── Entries provided

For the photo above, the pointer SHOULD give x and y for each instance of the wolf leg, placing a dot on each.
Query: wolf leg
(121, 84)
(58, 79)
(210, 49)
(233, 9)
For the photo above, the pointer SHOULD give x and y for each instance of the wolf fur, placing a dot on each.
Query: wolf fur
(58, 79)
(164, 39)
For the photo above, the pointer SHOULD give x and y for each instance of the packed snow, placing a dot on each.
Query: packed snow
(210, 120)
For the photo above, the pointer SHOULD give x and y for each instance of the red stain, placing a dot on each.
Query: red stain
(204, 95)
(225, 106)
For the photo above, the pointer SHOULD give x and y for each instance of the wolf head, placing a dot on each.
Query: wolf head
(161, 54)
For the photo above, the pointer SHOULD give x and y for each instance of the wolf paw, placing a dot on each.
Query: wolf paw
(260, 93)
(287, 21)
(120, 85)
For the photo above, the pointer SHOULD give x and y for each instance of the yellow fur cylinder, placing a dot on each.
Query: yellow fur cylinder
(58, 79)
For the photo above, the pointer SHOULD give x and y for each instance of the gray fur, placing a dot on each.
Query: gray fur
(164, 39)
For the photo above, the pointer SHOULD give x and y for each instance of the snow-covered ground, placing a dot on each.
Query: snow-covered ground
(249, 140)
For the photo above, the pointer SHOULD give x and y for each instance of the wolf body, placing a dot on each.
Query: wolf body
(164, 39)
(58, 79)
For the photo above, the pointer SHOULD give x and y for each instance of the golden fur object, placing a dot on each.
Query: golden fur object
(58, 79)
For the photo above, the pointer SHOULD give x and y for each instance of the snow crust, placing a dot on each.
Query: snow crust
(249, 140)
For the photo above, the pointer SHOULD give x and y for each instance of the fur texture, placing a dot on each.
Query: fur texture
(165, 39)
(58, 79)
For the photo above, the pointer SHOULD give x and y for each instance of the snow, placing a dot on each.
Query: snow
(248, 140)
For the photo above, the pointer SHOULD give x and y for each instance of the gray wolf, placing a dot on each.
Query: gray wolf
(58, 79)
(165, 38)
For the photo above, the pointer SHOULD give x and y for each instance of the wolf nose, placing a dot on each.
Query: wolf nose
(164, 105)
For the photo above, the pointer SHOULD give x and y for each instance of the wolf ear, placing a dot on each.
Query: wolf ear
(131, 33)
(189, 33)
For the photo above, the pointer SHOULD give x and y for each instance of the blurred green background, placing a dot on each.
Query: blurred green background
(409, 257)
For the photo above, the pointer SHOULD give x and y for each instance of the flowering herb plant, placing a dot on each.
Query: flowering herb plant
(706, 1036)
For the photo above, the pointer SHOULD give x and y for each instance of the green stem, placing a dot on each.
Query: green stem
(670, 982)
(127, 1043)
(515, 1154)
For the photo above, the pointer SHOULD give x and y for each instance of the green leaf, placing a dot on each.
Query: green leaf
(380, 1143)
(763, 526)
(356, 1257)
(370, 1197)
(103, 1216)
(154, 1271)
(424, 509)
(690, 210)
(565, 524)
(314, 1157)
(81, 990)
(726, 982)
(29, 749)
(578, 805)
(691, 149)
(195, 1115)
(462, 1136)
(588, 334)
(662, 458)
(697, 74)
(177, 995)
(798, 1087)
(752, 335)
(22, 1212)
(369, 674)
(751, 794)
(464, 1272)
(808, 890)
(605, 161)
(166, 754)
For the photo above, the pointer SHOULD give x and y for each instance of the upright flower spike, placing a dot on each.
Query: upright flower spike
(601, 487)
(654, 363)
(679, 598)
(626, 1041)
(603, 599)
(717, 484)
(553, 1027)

────

= Given request =
Quote everything in the material from the line containing "ear, placing a dot on each." down to the end of the material, reproducing each line without alteration.

= Result of the task =
For the photo above, the pointer SHOULD give x and y for each instance of the wolf ear, placing a dot on each.
Query: wolf ear
(131, 33)
(189, 33)
For the photo above, the pointer SHOULD give x and y for each instance of the blurred green background, placing a dot on each.
Query: blurred green background
(409, 257)
For the photo above, the pointer SHOULD give x and y for each instance of the flowering herb plant, placing a dot on each.
Query: flowering herb plant
(706, 1036)
For the photo above, the pointer SHOULD give x and y for each instance of the green stem, placing a dot on each.
Query: green stem
(670, 982)
(127, 1043)
(515, 1154)
For the photo above, the pointer SHOULD give x and y for each instance of the green leaf, placing a dot on each.
Query: green leaf
(380, 1143)
(763, 526)
(356, 1257)
(370, 1197)
(103, 1216)
(154, 1271)
(424, 509)
(690, 210)
(565, 524)
(314, 1157)
(81, 990)
(726, 982)
(29, 749)
(578, 805)
(691, 149)
(195, 1115)
(462, 1136)
(588, 334)
(662, 458)
(697, 74)
(177, 995)
(798, 1087)
(752, 335)
(22, 1212)
(369, 674)
(751, 794)
(464, 1272)
(808, 890)
(605, 161)
(166, 754)
For the photo above, the pointer SHOULD give x and y for each instance of the upright flower spike, placing a dot on each.
Query: upright flower spike
(601, 487)
(654, 363)
(679, 598)
(626, 1041)
(603, 599)
(717, 484)
(553, 1027)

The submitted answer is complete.